Problem to solve – Continue the blog post on AI21's Conversational RAG from the point where it stops, and leave the lines that follow it untouched.

Text provided –
Back to Blog

Build Conversational AI Applications Grounded in Your Enterprise Data

,
,
,
August 7, 2024
Announcements

Get started with AI21's Conversational RAG endpoint with this tutorial on how to build a financial analyst assistant for in-depth research on your collection of documents.

For enterprises that are (rightly) concerned with the factuality and quality of the output of their GenAI applications, retrieval-augmented generation (RAG) is arguably one of the most valuable strategies an enterprise can use to ground queries in their private data. 

Yet to make a RAG system truly scalable, it needs to go beyond single-turn question answering. Infusing RAG with multi-turn chat capabilities and dynamic planning strategies allows it to become a reliable thought partner for getting work done and delivering reliable customer support experiences, from internal employee research tools to customer chatbots. 

In this post, we’ll discuss how conversational RAG solutions are built to deliver high quality output for internal and external enterprise applications, before walking through how to build a financial analyst assistant. 

A collaborative AI system 

Knowing that one-shot questions and answers to a RAG Engine or an LLM are not enough—nowhere near sufficiently passing the bar of enterprise quality—we instead bring these components together in one compound AI system in order to retrieve the highest quality answer for your business.

Using this more holistic approach, as depicted in the diagram below, Conversational RAG is able to use planning to assess each incoming query, determining whether it can answer from the LLM’s intrinsic knowledge or whether it should turn to the RAG Engine.

The architecture behind AI21's Conversational RAG endpoint, showing how the Execution Engine decides whether to route incoming queries to the Retrieval Engine or directly to the LLM.

Supplied information –
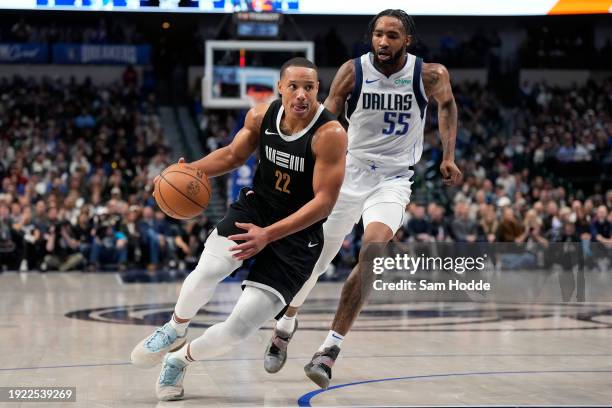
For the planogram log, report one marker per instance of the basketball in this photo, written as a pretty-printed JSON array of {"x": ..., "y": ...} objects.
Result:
[{"x": 182, "y": 191}]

Exercise output –
And as a fully-managed service, all you need to do is upload your documents (in PDF, TXT, DOCX, or markdown formats, with data connectors coming soon) and AI21 takes care of automatically indexing them in the most optimal way within the built-in RAG Engine.

Building a financial analyst assistant

In this tutorial we will build a financial analyst assistant. Follow along with the steps below or with this video:

First, we want to upload any relevant files to the RAG Engine. In our case, we will use 10-K forms of Amazon from the last 5 years. You have the option to do it easily through our UI, or using the following code:

# Downloading the forms
os.mkdir("data")
!wget 'https://d18rn0p25nwr6d.cloudfront.net/CIK-0001018724/c7c14359-36fa-40c3-b3ca-5bf7f3fa0b96.pdf' -O 'data/amazon_2023.pdf'
!wget 'https://d18rn0p25nwr6d.cloudfront.net/CIK-0001018724/d2fde7ee-05f7-419d-9ce8-186de4c96e25.pdf' -O 'data/amazon_2022.pdf'
!wget 'https://d18rn0p25nwr6d.cloudfront.net/CIK-0001018724/f965e5c3-fded-45d3-bbdb-f750f156dcc9.pdf' -O 'data/amazon_2021.pdf'
!wget 'https://d18rn0p25nwr6d.cloudfront.net/CIK-0001018724/336d8745-ea82-40a5-9acc-1a89df23d0f3.pdf' -O 'data/amazon_2020.pdf'
!wget 'https://d18rn0p25nwr6d.cloudfront.net/CIK-0001018724/4d39f579-19d8-4119-b087-ee618abf82d6.pdf' -O 'data/amazon_2019.pdf'

# Creating AI21 Client
client = AI21Client(api_key = YOUR_API_KEY)

# Upload the files to the RAG Engine
file_list = [os.path.join("data", f) for f in os.listdir("data")]
for file in file_list:
    response = client.library.files.create(file_path=file, labels = ['10k_example'])

Now let’s set up the system. The API has the same interface as the chat API, and the retrieval process is seamless to the user and only visible through the fields in the response. There are several ways to work with chat APIs. We choose to save the conversation history in a global variable. We also define a default answer in the case where the question should be answered using the documents, but the information is just not there:

# Global variable for maintaining the history
conversation_history = []
DEFAULT_RESPONSE = "I'm sorry, I cannot answer your questions based on the documents I have access to."

def call_convrag(message, labels):
    # Convert chat history to convrag messages format
    conversation_history.append({"role": "user", "content": message})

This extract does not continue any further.